Directions:
Return the lines from the start of the records through the line holding "xmin=376 ymin=315 xmax=418 ymax=388", both ends included, reproducing them without any change.

[Excerpts of labeled region data]
****************************************

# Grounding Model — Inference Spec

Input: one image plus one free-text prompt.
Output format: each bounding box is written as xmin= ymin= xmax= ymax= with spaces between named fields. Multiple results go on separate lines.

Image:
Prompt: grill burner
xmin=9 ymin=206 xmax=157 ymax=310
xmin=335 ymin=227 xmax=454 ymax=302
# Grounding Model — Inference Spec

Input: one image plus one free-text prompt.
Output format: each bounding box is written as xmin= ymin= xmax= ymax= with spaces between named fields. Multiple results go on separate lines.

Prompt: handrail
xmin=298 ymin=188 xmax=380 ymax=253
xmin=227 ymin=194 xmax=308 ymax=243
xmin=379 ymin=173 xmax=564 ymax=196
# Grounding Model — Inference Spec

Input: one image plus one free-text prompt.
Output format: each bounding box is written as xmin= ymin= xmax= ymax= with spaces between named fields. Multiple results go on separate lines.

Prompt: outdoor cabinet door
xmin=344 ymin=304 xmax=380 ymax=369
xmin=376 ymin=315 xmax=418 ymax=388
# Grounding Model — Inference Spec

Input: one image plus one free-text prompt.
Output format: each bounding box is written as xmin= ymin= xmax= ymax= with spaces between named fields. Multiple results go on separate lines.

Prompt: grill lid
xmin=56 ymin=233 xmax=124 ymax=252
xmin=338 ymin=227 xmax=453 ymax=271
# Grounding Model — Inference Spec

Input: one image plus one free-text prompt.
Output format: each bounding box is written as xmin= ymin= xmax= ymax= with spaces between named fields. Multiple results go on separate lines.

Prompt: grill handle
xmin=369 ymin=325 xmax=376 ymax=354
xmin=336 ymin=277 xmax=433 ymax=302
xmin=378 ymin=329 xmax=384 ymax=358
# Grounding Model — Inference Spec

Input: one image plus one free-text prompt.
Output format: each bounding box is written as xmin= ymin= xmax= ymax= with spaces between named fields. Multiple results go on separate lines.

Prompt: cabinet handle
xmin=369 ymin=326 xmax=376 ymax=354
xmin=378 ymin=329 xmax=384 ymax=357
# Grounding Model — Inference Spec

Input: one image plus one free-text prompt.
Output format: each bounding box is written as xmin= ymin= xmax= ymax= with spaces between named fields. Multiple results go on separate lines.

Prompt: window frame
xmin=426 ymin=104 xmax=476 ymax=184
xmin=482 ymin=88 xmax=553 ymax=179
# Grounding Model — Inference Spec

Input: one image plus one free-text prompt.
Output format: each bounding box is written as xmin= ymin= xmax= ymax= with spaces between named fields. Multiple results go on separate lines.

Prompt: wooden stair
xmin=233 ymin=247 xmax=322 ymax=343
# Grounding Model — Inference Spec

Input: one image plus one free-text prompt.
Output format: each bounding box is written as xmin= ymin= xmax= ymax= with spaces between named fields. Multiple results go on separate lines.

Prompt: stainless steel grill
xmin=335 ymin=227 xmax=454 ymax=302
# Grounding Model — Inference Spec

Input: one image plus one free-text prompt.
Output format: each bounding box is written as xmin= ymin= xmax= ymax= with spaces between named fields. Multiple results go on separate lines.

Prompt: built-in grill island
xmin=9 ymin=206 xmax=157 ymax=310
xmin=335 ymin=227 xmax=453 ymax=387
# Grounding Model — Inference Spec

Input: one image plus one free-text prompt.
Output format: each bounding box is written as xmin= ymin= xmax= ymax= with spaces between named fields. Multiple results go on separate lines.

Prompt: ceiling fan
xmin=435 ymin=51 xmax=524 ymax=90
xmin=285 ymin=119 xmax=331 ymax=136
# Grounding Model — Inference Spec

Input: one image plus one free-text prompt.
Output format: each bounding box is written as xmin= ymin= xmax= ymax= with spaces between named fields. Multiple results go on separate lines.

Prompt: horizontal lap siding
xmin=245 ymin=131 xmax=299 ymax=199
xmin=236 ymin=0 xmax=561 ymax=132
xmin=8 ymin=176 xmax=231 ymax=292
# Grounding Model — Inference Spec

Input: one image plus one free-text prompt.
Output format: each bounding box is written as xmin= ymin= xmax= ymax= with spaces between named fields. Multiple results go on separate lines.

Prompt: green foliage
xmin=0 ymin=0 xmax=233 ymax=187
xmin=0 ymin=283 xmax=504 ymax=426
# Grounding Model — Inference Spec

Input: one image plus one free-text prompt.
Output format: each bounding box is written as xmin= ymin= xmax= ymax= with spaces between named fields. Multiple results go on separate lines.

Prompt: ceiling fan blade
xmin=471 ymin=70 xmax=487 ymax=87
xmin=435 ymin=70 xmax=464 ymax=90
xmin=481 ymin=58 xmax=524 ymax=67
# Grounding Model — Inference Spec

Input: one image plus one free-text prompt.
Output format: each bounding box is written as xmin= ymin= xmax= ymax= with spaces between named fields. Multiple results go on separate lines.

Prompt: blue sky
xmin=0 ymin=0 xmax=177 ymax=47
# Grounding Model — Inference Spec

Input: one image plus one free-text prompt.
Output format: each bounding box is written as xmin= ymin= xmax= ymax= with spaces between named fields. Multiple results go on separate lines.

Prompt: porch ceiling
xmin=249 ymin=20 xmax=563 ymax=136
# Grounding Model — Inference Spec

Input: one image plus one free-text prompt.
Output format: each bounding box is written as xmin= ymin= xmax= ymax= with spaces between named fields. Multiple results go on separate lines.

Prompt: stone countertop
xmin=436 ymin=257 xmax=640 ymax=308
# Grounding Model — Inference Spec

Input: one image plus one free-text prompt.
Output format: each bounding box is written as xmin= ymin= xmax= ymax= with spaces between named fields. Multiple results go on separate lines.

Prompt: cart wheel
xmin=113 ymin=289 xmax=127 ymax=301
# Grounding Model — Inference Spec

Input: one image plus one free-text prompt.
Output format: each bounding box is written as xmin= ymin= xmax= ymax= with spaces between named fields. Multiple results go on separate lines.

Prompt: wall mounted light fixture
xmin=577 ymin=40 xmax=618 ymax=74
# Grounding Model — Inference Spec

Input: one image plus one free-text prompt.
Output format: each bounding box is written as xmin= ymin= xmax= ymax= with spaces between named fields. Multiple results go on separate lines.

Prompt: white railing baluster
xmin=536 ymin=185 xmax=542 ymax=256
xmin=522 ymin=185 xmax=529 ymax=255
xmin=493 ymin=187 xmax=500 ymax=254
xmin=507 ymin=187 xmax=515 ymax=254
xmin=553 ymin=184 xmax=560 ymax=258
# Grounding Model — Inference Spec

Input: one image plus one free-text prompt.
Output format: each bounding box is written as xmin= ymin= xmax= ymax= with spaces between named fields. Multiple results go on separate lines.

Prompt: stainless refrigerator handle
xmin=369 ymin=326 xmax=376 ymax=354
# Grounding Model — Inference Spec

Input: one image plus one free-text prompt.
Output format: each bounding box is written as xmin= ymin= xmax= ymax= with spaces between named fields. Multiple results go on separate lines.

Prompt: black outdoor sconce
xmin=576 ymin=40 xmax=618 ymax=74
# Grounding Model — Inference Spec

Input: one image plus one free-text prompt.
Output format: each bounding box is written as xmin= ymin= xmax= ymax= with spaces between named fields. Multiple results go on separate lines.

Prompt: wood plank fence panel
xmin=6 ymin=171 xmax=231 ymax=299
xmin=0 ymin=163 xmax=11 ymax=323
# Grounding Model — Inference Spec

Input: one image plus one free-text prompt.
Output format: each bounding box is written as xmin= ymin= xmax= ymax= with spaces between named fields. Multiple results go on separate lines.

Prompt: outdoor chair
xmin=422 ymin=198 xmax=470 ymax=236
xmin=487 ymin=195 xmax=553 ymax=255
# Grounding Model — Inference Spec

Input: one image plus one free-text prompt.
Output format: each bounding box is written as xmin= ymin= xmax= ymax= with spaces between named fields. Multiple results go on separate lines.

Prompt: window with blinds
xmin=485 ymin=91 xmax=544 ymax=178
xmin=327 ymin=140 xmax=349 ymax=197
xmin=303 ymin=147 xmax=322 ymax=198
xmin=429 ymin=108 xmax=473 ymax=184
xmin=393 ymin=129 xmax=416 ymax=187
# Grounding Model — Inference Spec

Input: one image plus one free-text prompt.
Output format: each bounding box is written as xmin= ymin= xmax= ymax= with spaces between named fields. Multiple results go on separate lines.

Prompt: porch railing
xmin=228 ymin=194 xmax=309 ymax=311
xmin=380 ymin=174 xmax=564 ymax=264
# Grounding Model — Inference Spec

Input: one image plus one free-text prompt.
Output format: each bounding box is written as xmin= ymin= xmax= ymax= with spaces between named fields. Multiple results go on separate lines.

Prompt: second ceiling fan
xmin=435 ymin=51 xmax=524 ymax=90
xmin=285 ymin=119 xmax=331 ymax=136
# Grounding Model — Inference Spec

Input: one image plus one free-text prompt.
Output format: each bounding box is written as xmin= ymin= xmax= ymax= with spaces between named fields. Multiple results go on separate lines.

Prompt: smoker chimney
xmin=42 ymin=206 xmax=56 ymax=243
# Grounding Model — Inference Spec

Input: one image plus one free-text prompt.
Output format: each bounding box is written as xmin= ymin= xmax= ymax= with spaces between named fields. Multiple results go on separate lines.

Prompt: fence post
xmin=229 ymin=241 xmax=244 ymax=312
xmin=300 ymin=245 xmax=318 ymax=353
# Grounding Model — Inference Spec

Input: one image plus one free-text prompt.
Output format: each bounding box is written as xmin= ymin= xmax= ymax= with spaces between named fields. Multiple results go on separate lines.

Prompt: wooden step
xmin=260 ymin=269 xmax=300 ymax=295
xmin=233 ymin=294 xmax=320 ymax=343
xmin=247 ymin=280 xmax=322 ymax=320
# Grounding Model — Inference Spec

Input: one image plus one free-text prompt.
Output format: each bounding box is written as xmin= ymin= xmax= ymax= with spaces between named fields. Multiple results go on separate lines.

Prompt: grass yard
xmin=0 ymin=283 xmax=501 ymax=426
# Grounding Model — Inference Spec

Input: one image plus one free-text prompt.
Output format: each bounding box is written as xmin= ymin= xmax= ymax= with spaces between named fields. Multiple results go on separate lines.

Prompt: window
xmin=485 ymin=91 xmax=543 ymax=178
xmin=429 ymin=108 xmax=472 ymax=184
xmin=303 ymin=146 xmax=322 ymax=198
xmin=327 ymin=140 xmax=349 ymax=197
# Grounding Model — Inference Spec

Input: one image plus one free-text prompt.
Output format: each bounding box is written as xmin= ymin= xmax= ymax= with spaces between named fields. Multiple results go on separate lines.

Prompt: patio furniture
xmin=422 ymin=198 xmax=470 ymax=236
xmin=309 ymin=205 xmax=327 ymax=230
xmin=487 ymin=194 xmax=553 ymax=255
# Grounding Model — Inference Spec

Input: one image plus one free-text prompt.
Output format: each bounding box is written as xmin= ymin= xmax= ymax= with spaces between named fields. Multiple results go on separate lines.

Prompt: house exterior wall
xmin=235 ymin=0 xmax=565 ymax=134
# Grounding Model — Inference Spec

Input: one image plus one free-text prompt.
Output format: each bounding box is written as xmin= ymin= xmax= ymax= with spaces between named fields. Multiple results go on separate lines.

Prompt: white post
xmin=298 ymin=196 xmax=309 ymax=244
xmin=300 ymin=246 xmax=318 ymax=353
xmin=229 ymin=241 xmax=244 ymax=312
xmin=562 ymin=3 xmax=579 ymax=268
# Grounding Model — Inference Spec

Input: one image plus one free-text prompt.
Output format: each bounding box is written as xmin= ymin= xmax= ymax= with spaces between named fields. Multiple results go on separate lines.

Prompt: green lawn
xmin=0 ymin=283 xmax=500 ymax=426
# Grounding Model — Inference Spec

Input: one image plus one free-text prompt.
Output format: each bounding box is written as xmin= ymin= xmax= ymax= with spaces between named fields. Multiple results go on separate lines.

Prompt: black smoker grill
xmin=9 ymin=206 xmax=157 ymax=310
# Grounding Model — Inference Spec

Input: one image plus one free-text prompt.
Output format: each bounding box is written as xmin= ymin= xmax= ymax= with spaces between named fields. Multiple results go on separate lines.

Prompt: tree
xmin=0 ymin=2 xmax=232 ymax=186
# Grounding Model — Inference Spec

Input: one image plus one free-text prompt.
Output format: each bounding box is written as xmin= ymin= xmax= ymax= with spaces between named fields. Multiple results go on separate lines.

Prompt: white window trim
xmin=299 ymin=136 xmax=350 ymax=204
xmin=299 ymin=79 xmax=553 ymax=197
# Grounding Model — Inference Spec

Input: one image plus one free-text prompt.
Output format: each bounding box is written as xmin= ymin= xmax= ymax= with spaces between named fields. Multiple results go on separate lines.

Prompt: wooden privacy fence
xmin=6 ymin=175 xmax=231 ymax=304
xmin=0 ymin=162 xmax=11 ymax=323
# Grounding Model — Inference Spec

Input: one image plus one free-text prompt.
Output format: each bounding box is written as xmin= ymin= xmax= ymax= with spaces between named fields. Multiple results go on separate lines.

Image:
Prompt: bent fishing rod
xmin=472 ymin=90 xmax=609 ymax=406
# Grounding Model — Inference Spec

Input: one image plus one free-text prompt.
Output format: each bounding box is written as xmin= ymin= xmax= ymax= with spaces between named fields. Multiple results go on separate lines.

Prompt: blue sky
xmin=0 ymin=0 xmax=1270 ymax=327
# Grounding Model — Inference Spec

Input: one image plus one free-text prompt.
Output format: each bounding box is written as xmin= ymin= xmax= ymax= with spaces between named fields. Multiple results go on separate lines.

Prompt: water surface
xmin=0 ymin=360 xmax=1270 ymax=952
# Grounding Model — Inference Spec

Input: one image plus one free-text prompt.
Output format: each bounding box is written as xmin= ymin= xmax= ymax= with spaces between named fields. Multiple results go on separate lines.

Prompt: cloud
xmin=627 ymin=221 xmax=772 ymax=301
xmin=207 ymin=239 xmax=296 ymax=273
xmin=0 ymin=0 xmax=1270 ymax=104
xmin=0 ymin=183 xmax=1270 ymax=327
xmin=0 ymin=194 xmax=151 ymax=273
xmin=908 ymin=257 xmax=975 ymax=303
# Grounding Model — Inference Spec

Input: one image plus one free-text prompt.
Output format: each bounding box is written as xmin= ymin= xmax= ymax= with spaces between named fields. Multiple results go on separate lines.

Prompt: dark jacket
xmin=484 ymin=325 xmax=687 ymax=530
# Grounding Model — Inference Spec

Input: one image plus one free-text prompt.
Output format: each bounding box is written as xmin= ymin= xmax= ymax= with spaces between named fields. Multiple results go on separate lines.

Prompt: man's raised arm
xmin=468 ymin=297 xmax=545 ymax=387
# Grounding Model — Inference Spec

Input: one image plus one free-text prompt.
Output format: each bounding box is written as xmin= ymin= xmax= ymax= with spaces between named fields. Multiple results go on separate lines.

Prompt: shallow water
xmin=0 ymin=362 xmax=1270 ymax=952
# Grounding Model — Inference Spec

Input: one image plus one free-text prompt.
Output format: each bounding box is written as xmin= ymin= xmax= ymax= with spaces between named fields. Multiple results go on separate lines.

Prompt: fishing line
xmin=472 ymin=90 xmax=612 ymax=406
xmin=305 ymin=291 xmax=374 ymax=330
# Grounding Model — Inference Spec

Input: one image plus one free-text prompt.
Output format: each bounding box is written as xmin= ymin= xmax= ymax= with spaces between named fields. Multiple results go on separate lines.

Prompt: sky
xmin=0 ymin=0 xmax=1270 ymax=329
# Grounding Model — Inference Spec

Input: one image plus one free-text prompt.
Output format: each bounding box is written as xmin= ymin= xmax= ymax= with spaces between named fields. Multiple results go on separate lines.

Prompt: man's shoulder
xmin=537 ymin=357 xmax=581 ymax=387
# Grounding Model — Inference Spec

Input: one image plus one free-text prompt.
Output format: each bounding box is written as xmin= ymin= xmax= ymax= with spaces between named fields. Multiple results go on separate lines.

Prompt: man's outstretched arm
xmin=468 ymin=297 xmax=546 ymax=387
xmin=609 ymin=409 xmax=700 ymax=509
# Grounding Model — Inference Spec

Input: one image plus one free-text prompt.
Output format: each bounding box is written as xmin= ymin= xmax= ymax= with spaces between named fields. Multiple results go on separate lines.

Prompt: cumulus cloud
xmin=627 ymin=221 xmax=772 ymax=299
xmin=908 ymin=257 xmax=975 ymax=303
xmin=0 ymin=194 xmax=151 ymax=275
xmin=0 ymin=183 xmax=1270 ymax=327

****************************************

Task answer:
# Grounding Model — Inference Spec

Input: one image plus one free-text prompt.
Output format: each bounding box is written as xmin= ymin= xmax= ymax= with spaces between named fields. Multiple results go on separate lines.

Image:
Prompt: grill burner
xmin=9 ymin=206 xmax=157 ymax=310
xmin=335 ymin=227 xmax=454 ymax=302
# Grounding Model — Inference Spec

Input: one image plus one free-text prompt.
Output format: each bounding box is written as xmin= ymin= xmax= ymax= with spaces between named fields. Multiple results go on separate lines.

Prompt: handrail
xmin=298 ymin=188 xmax=380 ymax=253
xmin=227 ymin=194 xmax=308 ymax=243
xmin=379 ymin=173 xmax=564 ymax=196
# Grounding Model — Inference Spec

Input: one image plus one free-text prompt.
Output format: each bounding box is written as xmin= ymin= xmax= ymax= with spaces between named fields. Multiple results go on separate lines.

Prompt: outdoor cabinet door
xmin=344 ymin=304 xmax=380 ymax=369
xmin=376 ymin=315 xmax=418 ymax=388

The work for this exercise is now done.